▶ _Listed entries_
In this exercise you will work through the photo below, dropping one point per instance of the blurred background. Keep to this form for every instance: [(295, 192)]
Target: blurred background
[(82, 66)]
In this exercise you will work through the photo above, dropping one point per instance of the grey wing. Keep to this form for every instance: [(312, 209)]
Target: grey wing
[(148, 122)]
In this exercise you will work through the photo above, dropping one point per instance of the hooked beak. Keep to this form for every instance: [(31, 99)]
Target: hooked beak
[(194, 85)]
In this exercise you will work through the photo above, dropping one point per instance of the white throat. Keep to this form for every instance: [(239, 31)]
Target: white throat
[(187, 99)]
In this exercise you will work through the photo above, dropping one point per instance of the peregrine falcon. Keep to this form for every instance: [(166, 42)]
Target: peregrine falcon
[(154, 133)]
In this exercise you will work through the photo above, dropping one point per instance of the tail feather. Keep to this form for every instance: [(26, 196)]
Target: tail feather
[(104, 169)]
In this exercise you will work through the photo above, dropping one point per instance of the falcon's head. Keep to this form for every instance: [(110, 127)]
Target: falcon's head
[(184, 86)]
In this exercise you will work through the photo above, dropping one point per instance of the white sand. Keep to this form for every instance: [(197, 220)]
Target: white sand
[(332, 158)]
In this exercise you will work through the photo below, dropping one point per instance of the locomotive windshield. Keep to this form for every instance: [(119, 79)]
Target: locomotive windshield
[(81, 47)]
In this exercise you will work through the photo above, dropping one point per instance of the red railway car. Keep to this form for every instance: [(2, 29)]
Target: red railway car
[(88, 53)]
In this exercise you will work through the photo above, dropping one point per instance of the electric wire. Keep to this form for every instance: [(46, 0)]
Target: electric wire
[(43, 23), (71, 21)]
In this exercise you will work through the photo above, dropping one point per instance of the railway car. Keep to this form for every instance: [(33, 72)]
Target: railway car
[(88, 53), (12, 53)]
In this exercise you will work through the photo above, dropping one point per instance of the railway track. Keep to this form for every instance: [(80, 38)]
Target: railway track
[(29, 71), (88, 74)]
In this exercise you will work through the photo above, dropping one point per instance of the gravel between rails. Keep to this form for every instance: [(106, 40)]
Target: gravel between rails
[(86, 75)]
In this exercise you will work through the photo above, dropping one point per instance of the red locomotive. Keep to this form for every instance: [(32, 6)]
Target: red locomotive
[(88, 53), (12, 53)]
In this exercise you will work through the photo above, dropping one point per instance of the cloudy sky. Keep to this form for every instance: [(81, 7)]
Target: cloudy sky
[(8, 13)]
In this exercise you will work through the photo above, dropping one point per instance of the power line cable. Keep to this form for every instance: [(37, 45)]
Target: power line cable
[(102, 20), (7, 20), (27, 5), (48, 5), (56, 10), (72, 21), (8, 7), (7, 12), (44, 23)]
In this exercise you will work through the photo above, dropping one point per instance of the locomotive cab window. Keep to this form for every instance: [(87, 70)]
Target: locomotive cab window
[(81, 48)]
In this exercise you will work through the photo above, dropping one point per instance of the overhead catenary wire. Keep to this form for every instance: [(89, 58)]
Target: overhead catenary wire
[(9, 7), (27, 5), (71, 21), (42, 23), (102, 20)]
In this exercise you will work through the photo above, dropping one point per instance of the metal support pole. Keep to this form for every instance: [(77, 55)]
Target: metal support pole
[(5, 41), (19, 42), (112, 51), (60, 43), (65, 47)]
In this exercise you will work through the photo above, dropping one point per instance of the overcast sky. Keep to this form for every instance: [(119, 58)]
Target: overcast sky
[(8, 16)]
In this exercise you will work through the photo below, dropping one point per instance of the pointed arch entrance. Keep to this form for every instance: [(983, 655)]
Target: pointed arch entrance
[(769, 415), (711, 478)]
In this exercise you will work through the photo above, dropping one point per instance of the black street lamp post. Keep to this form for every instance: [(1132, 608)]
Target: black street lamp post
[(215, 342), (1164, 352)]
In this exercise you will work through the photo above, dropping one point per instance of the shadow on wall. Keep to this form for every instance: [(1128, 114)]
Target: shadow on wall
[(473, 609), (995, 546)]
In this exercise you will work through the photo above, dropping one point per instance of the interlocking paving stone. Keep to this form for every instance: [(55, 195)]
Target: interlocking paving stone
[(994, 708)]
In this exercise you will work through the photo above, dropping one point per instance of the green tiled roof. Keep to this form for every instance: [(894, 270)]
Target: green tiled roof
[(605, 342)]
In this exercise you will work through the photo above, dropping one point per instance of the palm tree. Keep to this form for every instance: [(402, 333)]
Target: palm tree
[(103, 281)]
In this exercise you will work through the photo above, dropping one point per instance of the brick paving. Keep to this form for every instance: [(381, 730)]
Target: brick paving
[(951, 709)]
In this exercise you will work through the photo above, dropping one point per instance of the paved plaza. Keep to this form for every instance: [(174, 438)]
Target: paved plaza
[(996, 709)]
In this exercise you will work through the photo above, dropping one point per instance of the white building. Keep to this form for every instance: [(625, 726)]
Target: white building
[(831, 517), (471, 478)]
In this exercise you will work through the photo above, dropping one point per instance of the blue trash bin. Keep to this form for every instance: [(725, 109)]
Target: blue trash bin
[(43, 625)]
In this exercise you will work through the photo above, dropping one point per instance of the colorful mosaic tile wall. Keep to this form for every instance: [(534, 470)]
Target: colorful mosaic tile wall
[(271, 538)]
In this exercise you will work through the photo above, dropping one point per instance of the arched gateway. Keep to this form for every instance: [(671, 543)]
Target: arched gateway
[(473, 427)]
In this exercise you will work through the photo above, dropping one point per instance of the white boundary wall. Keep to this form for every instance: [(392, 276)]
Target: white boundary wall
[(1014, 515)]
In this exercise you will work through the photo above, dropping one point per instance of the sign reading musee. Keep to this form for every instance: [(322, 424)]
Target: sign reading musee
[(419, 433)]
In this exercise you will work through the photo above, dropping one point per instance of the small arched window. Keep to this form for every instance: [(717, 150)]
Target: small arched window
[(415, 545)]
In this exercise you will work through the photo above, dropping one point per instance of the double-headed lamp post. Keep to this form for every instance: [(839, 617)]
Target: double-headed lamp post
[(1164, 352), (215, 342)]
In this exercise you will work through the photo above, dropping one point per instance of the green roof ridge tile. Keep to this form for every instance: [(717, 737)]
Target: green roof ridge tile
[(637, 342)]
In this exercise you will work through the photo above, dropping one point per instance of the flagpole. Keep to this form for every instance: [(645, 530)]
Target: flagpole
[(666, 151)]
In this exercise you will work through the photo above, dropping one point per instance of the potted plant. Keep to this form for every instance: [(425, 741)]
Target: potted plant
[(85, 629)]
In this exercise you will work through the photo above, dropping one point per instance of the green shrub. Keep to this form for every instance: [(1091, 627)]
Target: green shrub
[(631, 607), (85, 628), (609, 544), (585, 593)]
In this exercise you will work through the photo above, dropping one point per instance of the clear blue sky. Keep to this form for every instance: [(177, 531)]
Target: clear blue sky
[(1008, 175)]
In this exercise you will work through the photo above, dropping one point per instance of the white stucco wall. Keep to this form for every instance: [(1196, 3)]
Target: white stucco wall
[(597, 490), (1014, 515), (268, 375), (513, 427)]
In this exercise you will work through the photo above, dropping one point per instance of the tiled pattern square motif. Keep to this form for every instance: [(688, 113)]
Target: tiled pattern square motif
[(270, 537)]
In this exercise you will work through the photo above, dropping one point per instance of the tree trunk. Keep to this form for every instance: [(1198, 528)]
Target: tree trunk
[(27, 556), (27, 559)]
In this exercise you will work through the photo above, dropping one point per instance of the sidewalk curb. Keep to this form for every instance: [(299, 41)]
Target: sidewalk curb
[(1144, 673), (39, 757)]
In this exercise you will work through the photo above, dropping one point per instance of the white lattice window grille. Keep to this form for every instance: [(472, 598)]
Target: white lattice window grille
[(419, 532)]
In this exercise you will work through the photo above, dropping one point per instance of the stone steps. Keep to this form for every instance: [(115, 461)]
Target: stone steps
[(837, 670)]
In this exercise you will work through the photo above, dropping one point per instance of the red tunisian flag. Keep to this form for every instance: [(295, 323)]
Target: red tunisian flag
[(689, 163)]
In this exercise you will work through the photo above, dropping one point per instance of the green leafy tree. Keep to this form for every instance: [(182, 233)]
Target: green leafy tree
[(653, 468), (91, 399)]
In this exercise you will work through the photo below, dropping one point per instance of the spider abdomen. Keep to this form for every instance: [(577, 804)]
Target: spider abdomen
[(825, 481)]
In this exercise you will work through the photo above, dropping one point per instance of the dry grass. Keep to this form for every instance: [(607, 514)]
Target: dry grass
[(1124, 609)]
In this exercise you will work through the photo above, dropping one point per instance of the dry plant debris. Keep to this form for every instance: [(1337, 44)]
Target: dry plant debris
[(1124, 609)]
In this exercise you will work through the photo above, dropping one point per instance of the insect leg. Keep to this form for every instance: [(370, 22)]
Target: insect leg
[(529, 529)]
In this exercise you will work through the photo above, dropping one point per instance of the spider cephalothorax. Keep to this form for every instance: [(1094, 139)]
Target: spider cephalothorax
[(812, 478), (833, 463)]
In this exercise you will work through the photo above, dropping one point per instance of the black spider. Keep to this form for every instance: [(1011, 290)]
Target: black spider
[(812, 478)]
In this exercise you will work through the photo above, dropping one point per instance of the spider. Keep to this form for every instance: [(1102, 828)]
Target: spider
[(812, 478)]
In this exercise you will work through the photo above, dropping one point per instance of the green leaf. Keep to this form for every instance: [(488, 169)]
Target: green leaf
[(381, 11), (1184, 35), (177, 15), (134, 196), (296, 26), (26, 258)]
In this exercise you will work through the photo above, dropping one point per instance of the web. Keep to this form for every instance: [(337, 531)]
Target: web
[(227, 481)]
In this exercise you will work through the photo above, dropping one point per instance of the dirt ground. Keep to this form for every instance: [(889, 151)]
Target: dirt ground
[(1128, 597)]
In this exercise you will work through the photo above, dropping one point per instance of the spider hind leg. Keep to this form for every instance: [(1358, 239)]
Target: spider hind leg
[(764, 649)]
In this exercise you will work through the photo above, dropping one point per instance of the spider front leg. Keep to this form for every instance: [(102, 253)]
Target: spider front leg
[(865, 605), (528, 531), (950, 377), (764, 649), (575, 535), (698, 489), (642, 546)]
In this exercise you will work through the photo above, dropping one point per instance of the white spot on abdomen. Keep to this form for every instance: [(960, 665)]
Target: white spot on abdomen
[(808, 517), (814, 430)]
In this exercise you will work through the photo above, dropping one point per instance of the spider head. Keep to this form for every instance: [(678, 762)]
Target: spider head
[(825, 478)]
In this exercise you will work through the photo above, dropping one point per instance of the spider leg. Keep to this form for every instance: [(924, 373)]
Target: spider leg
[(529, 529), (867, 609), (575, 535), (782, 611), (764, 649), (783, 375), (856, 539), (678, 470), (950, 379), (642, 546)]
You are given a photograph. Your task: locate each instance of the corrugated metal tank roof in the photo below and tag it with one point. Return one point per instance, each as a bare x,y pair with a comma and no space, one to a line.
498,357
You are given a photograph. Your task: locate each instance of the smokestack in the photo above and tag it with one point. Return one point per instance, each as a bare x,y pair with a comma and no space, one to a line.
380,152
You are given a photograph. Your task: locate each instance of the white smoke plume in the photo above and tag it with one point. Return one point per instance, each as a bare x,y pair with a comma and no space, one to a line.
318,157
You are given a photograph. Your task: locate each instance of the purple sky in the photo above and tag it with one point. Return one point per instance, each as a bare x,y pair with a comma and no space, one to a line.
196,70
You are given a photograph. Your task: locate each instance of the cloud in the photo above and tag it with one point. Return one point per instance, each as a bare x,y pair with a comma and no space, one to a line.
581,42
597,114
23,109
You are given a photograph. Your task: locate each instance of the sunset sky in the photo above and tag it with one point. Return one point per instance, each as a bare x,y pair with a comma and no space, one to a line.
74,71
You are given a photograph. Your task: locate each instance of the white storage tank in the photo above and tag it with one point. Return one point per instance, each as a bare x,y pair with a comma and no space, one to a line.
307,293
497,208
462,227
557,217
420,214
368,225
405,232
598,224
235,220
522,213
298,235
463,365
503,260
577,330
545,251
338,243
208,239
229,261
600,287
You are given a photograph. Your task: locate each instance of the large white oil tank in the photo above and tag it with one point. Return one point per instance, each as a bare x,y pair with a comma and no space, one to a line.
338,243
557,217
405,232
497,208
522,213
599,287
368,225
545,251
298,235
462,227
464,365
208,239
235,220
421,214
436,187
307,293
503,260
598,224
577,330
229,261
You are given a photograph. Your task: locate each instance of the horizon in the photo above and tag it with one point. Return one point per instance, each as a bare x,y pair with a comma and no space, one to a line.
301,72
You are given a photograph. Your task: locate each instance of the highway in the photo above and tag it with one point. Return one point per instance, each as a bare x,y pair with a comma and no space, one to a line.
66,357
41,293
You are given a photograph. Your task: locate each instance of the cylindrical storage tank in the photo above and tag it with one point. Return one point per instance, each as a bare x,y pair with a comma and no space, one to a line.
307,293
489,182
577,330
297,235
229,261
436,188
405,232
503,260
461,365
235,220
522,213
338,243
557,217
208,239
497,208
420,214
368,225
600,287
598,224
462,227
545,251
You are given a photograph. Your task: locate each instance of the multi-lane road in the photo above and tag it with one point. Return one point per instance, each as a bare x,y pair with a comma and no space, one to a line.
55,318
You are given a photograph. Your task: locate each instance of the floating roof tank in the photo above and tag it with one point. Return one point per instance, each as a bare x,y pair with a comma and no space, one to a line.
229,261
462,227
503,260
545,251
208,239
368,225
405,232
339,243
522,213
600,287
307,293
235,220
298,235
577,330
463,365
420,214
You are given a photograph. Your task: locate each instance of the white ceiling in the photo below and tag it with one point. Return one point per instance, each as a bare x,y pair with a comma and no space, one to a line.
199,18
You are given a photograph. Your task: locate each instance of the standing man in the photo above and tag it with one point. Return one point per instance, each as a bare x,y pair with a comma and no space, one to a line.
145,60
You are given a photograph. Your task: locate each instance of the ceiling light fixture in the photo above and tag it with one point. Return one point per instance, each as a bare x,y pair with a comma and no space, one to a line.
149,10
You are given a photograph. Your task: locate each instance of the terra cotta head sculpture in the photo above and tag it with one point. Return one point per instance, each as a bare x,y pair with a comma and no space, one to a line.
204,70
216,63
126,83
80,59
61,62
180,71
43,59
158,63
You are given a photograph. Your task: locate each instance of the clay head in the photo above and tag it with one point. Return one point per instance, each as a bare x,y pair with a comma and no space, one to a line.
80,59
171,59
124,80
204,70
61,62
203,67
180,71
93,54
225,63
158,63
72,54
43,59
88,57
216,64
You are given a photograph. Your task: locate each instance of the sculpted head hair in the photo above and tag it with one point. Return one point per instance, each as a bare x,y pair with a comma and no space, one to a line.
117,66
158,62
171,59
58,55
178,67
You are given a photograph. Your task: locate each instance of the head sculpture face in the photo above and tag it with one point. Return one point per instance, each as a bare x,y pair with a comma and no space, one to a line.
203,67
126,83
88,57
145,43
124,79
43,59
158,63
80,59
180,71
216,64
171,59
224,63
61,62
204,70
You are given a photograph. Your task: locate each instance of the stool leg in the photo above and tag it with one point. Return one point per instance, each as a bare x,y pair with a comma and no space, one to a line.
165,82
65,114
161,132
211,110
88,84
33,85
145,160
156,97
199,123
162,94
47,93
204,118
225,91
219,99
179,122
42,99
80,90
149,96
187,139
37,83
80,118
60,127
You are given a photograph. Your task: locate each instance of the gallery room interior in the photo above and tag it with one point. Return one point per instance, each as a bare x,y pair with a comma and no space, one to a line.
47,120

▶ _Problem requirements_
Restate word for word only the lines above from the line containing "Target: green tiled roof" to the line containing "instance: [(381, 730)]", both of them included.

▶ _Worked solution_
Target: green tiled roof
[(605, 342)]
In this exercise you will work through the photo above, dropping one point per instance of the palm tree. Keep to this form for every instance: [(402, 333)]
Target: palm tree
[(103, 281)]
In this exercise you will work through the photo above, dropping one point per instance of the brick paving. Keep to this form for every instance: [(381, 730)]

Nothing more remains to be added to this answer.